» **本文ブロック**
►
16日(金・現地時間)と17日(土・同)の二日間にわたって、ラスベガスのトーマス&マックセンターにて、グラップリング大会クレイグ・ジョーンズ・インビテーショナル(CJI)が行われた。
Text by Isamu Horiuchi

長年グラップリング大会の頂点に君臨してきたADCC世界大会に対抗し、「選手により多額の賞金を」という志のもと、組技系イベントとしては超破格の優勝賞金100万ドル(約1億6千万円)を用意、あえてADCC世界大会と同時期に同じベガスでぶつける形で行われたこの大会。レビュー第1回目は80キロ以下級前半ブロックの準々決勝までの戦いをレポートしたい。

第1試合に早くも優勝候補筆頭のタイ・ルオトロが登場。

NCAAディビジョンIレスリングで三度王座に輝き、一昨年昨年とフリースタイル全米王者でもあるジェイソン・ノルフと対戦した。この超大物レスラーに初回からタイが立ち技で真っ向勝負を挑み、ノルフが受けて立つ白熱の展開に。


ルーカス・バルボーザから初回先制の岩本、これだけも快挙

2Rにノルフが豪快なダブルレッグを仕掛けると、タイは倒される勢いを利用してノルフを背後に放ってスクランブルして上からがぶる体勢に。そこからサイドバックに移行したタイがクルスフィクスを狙う。
◄
» **課題の内容**
上のグラップリング大会の記事を、一字も変えずに最初から最後まで書き出してください。

» **抜粋データ**
►
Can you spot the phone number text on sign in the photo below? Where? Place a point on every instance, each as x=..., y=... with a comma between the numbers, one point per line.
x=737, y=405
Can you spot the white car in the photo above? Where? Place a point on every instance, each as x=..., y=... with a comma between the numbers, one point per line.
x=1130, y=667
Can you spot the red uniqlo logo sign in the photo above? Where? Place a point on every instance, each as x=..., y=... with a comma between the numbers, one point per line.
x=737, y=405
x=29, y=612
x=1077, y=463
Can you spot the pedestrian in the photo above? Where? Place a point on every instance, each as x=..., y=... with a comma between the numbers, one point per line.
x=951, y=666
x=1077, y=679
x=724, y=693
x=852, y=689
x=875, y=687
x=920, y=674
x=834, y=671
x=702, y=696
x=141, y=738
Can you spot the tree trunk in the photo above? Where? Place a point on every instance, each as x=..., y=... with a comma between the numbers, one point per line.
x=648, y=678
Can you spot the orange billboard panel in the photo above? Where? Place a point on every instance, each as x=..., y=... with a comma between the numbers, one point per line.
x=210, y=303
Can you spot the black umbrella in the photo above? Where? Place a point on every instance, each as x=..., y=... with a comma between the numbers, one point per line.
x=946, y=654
◄
» **実行結果**
16日(金・現地時間)と17日(土・同)の二日間にわたって、ラスベガスのトーマス&マックセンターにて、グラップリング大会クレイグ・ジョーンズ・インビテーショナル(CJI)が行われた。
Text by Isamu Horiuchi

長年グラップリング大会の頂点に君臨してきたADCC世界大会に対抗し、「選手により多額の賞金を」という志のもと、組技系イベントとしては超破格の優勝賞金100万ドル(約1億6千万円)を用意、あえてADCC世界大会と同時期に同じベガスでぶつける形で行われたこの大会。レビュー第1回目は80キロ以下級前半ブロックの準々決勝までの戦いをレポートしたい。

第1試合に早くも優勝候補筆頭のタイ・ルオトロが登場。

NCAAディビジョンIレスリングで三度王座に輝き、一昨年昨年とフリースタイル全米王者でもあるジェイソン・ノルフと対戦した。この超大物レスラーに初回からタイが立ち技で真っ向勝負を挑み、ノルフが受けて立つ白熱の展開に。


ルーカス・バルボーザから初回先制の岩本、これだけも快挙

2Rにノルフが豪快なダブルレッグを仕掛けると、タイは倒される勢いを利用してノルフを背後に放ってスクランブルして上からがぶる体勢に。そこからサイドバックに移行したタイがクルスフィクスを狙う。